(Collected data entries)
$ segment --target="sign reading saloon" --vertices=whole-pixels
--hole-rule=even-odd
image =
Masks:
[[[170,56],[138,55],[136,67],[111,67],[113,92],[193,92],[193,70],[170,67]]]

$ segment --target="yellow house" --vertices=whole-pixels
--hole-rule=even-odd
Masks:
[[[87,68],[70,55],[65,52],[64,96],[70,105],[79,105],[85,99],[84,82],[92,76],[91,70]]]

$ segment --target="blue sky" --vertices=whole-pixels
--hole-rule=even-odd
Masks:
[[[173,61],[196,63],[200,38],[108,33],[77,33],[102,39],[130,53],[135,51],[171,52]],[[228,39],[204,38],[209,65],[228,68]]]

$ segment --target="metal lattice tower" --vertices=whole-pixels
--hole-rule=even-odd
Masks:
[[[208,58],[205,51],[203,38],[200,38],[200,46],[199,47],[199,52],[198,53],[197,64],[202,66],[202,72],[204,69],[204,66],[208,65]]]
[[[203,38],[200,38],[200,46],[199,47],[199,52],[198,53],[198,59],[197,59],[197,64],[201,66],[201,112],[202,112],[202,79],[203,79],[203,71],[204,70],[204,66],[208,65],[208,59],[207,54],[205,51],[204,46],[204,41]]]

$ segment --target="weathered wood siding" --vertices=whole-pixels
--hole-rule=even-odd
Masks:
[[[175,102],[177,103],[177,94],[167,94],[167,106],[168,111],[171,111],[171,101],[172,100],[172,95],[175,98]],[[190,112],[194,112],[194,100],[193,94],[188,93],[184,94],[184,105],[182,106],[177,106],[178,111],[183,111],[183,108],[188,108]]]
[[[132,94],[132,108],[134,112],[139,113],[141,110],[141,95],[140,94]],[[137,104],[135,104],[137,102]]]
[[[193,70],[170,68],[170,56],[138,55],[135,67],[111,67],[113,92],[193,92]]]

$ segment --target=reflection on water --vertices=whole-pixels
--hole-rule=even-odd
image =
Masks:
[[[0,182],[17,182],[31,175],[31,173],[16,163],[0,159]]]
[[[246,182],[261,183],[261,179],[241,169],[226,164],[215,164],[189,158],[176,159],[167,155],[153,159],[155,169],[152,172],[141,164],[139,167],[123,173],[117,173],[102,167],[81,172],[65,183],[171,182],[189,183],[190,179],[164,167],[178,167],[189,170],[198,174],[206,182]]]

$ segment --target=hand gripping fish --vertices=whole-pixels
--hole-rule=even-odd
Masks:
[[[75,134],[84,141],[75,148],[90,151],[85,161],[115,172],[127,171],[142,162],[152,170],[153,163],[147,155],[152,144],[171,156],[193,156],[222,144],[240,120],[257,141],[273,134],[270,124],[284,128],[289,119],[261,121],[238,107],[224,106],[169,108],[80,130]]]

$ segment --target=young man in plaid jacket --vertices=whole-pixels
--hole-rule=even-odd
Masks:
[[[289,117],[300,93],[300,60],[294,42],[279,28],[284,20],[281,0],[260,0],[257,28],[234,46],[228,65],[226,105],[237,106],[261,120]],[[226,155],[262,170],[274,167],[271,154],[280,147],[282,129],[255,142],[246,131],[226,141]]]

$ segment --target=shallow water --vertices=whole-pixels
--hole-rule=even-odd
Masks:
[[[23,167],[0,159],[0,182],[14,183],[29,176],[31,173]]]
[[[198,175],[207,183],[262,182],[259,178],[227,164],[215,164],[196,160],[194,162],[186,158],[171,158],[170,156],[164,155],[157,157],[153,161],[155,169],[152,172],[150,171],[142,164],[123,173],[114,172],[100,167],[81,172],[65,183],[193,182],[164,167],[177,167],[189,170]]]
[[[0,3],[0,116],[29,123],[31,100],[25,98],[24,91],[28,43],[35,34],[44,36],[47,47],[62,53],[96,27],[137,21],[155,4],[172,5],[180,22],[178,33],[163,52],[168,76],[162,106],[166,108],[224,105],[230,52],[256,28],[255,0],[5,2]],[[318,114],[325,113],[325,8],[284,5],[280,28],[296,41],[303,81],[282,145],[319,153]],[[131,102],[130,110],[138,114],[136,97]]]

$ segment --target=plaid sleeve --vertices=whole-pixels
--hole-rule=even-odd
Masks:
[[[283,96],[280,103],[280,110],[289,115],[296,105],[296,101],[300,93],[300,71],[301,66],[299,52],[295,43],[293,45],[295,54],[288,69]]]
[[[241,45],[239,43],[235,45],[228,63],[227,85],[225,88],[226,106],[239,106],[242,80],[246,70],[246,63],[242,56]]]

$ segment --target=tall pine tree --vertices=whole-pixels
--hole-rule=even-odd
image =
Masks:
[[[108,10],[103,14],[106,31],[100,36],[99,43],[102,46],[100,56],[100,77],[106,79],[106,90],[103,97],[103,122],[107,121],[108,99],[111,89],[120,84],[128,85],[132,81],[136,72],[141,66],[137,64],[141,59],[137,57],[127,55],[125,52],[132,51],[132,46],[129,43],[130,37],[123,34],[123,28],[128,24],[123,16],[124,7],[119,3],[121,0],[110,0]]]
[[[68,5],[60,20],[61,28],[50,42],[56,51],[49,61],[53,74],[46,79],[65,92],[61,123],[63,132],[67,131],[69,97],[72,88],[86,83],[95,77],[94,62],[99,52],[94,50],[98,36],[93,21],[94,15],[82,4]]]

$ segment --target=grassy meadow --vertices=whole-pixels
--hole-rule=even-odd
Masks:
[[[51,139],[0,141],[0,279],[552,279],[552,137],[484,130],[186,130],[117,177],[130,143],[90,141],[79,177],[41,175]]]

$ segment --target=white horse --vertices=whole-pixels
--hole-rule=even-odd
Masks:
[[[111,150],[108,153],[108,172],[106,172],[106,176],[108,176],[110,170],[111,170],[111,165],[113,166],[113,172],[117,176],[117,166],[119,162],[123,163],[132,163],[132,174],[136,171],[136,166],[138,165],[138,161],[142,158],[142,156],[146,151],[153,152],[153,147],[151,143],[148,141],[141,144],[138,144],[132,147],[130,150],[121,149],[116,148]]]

# Aim
Turn the lines of the rows above into a numbered list, leaving out blank lines. Begin at the line that has "on water --vertices=whole-pixels" and stop after the line that has "[[[0,182],[17,182],[31,175],[31,173],[16,163],[0,159]]]".

# Task result
1. $ segment --target=reflection on water --vertices=whole-pixels
2. --hole-rule=even-odd
3. image =
4. Masks:
5. [[[0,182],[17,182],[31,175],[31,173],[16,163],[0,159]]]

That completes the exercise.